> GOAL
Scale the rows, rewriting every line from the one containing "Task: locate every instance of the stack" down to the end of the rows, both ends included. Reproduce each request as is, and multiply every point coordinate in the answers by 2.3, rounding to whole numbers with halves rounded up.

> RECORDS FOR THE EXERCISE
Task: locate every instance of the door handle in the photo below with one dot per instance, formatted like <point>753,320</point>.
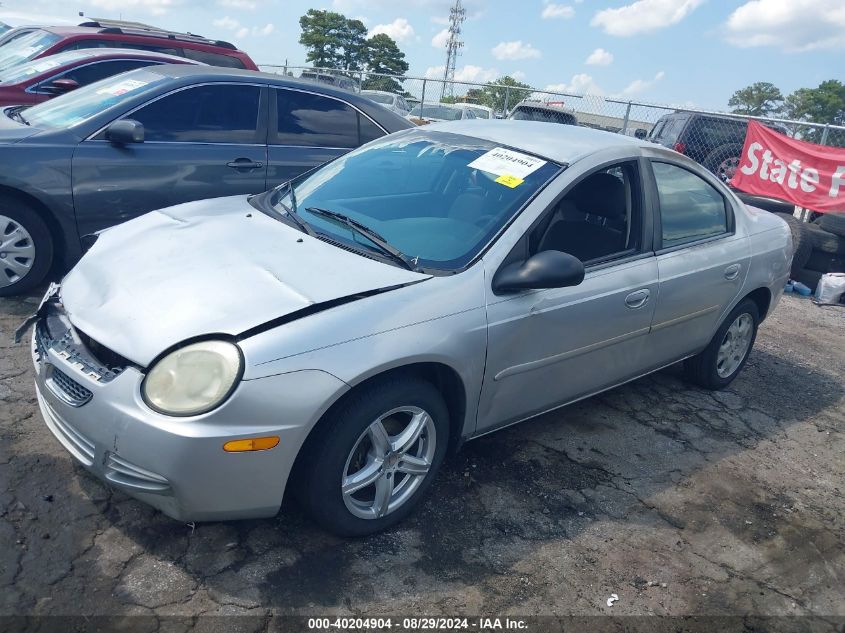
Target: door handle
<point>244,163</point>
<point>732,271</point>
<point>638,298</point>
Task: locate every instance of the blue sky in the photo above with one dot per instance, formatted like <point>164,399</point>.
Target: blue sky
<point>690,52</point>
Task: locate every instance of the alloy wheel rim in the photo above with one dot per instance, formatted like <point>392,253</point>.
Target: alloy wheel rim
<point>735,345</point>
<point>17,252</point>
<point>388,462</point>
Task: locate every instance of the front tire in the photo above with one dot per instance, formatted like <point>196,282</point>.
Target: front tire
<point>728,350</point>
<point>26,247</point>
<point>370,462</point>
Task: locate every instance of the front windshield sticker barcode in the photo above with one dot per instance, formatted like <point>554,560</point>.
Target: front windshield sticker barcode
<point>509,181</point>
<point>505,162</point>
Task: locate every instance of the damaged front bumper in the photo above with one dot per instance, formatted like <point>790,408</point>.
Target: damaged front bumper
<point>91,401</point>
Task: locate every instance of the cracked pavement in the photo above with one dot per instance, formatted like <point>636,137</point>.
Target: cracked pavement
<point>679,500</point>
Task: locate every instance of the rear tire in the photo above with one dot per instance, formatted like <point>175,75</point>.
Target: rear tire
<point>728,350</point>
<point>26,247</point>
<point>346,448</point>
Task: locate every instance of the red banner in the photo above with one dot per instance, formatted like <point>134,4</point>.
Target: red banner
<point>808,175</point>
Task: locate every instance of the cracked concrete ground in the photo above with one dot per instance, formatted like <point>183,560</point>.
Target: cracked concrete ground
<point>680,501</point>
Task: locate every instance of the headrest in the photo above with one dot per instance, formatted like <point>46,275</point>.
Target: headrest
<point>600,194</point>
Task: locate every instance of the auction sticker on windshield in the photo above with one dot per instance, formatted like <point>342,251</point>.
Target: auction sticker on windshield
<point>506,162</point>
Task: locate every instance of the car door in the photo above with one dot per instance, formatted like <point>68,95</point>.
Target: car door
<point>550,347</point>
<point>308,129</point>
<point>202,141</point>
<point>702,260</point>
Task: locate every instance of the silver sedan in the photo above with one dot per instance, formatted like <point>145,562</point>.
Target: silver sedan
<point>339,334</point>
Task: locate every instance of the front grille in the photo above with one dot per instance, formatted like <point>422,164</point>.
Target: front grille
<point>77,444</point>
<point>66,388</point>
<point>125,473</point>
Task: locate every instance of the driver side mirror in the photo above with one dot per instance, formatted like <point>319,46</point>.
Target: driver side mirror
<point>61,86</point>
<point>125,131</point>
<point>547,269</point>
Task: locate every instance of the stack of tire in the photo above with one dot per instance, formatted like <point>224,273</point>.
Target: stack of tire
<point>819,247</point>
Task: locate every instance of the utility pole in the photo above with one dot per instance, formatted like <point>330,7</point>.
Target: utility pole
<point>457,15</point>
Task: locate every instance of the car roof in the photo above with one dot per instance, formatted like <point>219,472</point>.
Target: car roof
<point>561,143</point>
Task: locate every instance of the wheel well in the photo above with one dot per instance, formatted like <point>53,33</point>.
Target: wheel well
<point>763,298</point>
<point>59,244</point>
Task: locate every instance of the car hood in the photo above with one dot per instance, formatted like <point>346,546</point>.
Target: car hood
<point>210,267</point>
<point>12,131</point>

> FULL ANSWER
Task: locate every instance of the stack of tire in the photo above with one dot per instance, formatted like <point>224,273</point>.
Target: stack of tire
<point>1884,568</point>
Task: locate every instance of the utility pole in the photo above with one dot per instance, formatted like <point>330,7</point>.
Target: utility pole
<point>1051,35</point>
Task: locate every instance of the car roof in the photo above with one dot per instance, formatted like <point>219,472</point>.
Target: car roof
<point>1290,329</point>
Task: locate every instance of the wheel well in the photo above with one dot per instance, formatted like <point>53,33</point>.
Target: wheel well
<point>1755,685</point>
<point>136,561</point>
Task: locate every instance of the car hood in the photo above with one dot per instance, formatted like <point>346,546</point>.
Target: car hood
<point>483,614</point>
<point>28,301</point>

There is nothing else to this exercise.